Perhaps Greene was right that Tamburlaine and his creator were both atheists. In Part Two, Tamburlaine spends much of his time taunting any and all deities, including the Prophet Muhammad. Marlowe shows extensive knowledge of recent reports about Islamic theology. Indeed, his mention of the “Zoacum” tree in Act II, scene 3, suggests that he may even have read the Qur’an, where the tree is mentioned in surah 37.
13
In the opening scenes of Part Two, Tamburlaine’s lieutenant Orcanes signs a peace treaty with Sigismund, King of Hungary, promising:

By sacred Mahomet, the friend of God,
Whose holy Alcoran remains with us,
Whose glorious body, when he left the world,
Clos’d in a coffin mounted up the air,
And hung on stately Mecca’s temple roof,
I swear to keep this truce inviolable.
14

Tamburlaine himself proves less respectful. Much later in the play, after he captures Babylon and orders the slaughter of its inhabitants, he asks Usumcasane, King of Morocco:

where’s the Turkish Alcoran,
And all the heaps of superstitious books
Found in the temples of that Mahomet
Whom I have thought a god? They shall be burned.
15

Boasting that “I live untouch’d by Mahomet,” Tamburlaine then taunts the Prophet, calling out as he watches the Qur’an burn:

Now, Mahomet, if thou have any power,
Come down thyself and work a miracle.
Thou art not worthy to be worshippèd
That suffers flames of fire to burn the writ
Wherein the sum of thy religion rests.
16

Continuing his diatribe, he asks:

Why send’st thou not a furious whirlwind down
To blow thy Alcoran up to thy throne
Where men report thou sitt’st by God himself,
Or vengeance on the head of Tamburlaine,
That shakes his sword against thy majesty
And spurns the abstracts of thy foolish laws?
17

He tells his soldiers that “Mahomet remains in hell,” unable to respond to such mockery, and they should “seek out another godhead to adore.”
18
Less than twenty lines later, Tamburlaine feels “distemper’d suddenly,” and two scenes later he is dead. Is it just coincidence or is Marlowe finally bringing down the wrath of God upon his antihero? As he enters the play’s final scene, Tamburlaine addresses his general Techelles and other close advisers and rails against all religions:

What daring God torments my body thus
And seeks to conquer mighty Tamburlaine?
Shall sickness prove me now to be a man,
That have been termed the terror of the world?

■ **BRIEF 1**:
Using the Tamburlaine passage above, decide whether each statement agrees with it. Answer yes or no, and quote the words that decide it.
(a) Orcanes makes a peace treaty with the King of Hungary.
(b) Marlowe mentions the Zoacum tree in Act III.
(c) Tamburlaine dies in the same scene in which he burns the Qur’an.
■ **BRIEF 2**:
Answer these questions from the Tamburlaine passage above, one line each:
(a) Which surah of the Qur’an mentions the tree?
(b) Whom does Tamburlaine ask where the Turkish Alcoran is?
(c) What does Tamburlaine tell his soldiers they should seek out?
■ **BRIEF 3**:
Pick up the Tamburlaine passage after its last line and continue it.

■ **GIVEN DATA**:

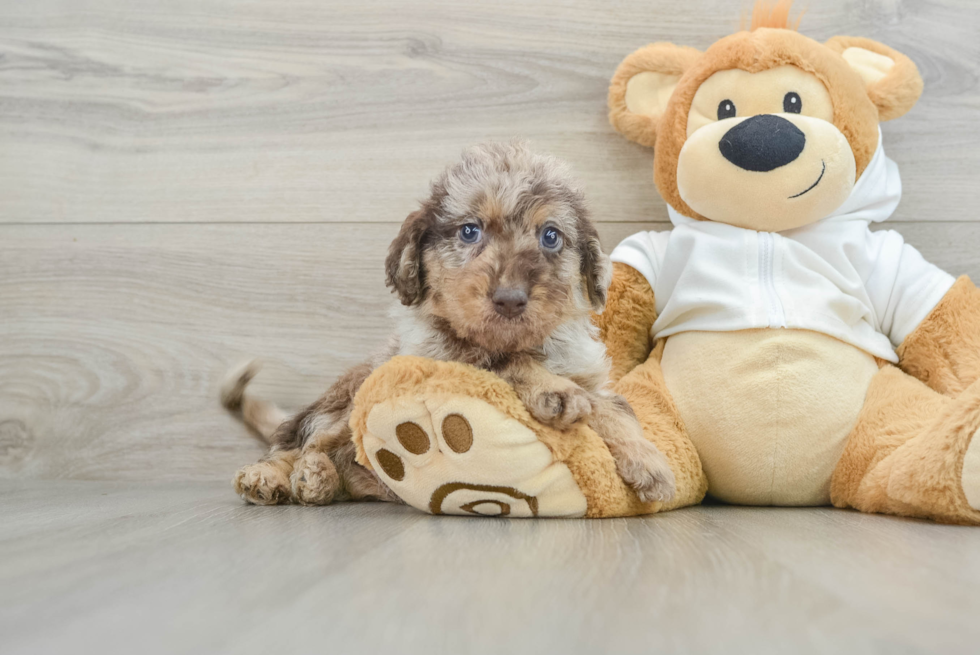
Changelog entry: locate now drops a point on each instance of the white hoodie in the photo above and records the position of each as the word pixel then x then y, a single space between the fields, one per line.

■ **REPLY 1**:
(a) Yes: "Orcanes signs a peace treaty with Sigismund, King of Hungary"
(b) No: "in Act II, scene 3"
(c) No: "two scenes later he is dead"

■ **REPLY 2**:
(a) Surah 37
(b) Usumcasane, King of Morocco
(c) Another godhead to adore

■ **REPLY 3**:
Techelles and the rest, come, take your swords,
And threaten him whose hand afflicts my soul.
Come, let us march against the powers of heaven
And set black streamers in the firmament
To signify the slaughter of the gods.
Ah, friends, what shall I do? I cannot stand.
Come, carry me to war against the gods,
That thus envy the health of Tamburlaine.
19

Marlowe makes it quite clear here that his hero is the scourge of
any
divinity, not just the God of Islam or Christianity. Here, finally and majestically, the body of the man and the mind of God collide: the “terror of the world” has a soul but he will die in “war against the gods.” Only God, Marlowe suggests, can defeat such a man.

Marlowe was fully aware of Elizabethan England’s close relations with the rulers of Persia, Morocco and the Ottoman Empire that people his play. While he was studying at Cambridge and writing
Tamburlaine,
he was already associating with the intelligence networks run by Burghley and Walsingham, and he might well have been privy to aspects of the ambiguous and conflicted policy of Elizabeth’s advisers toward the Islamic world.
20
Marlowe’s play had little interest in either celebrating or condemning the crown’s strategic alliances with Islam. It explored the contradictory and ambivalent emotions inspired by a traditional enemy that could be—and had been—quickly transformed into an ally, and possibly even a savior. The result was a new kind of drama that embraced duality and encouraged the audience to revel in both the horror and the delight of identifying with a charismatic outsider. The play created a shiver of pleasure rather than a somber moral lesson; it asked the audience to make up their own minds about its eastern hero and “applaud his fortunes as you please.” Judging by the “sundrie times” the play was “showed upon stages in the city of London,” his audience could not get enough of it.
21

Tamburlaine
’s success spawned a new generation of playwrights, eager to exploit Marlowe’s style and exotic settings. One of the first was Thomas Kyd, a close friend and former roommate who soon became embroiled in the murky world of Elizabethan espionage. Kyd would subsequently be arrested, tortured and imprisoned on charges of blasphemy arising from documents that he said in fact belonged to Marlowe. The two died within little more than a year of each other, Marlowe in May 1593, Kyd in August 1594. Kyd probably wrote his celebrated revenge play
The Spanish Tragedy
within months of
Tamburlaine
. The backdrop for Kyd’s violent and bloody drama was the political struggle between Spain and Portugal, a prescient issue in the late 1580s. It featured a play within the play dramatizing the Ottoman sultan Süleyman the Magnificent’s fictional pursuit of the Greek beauty Perseda.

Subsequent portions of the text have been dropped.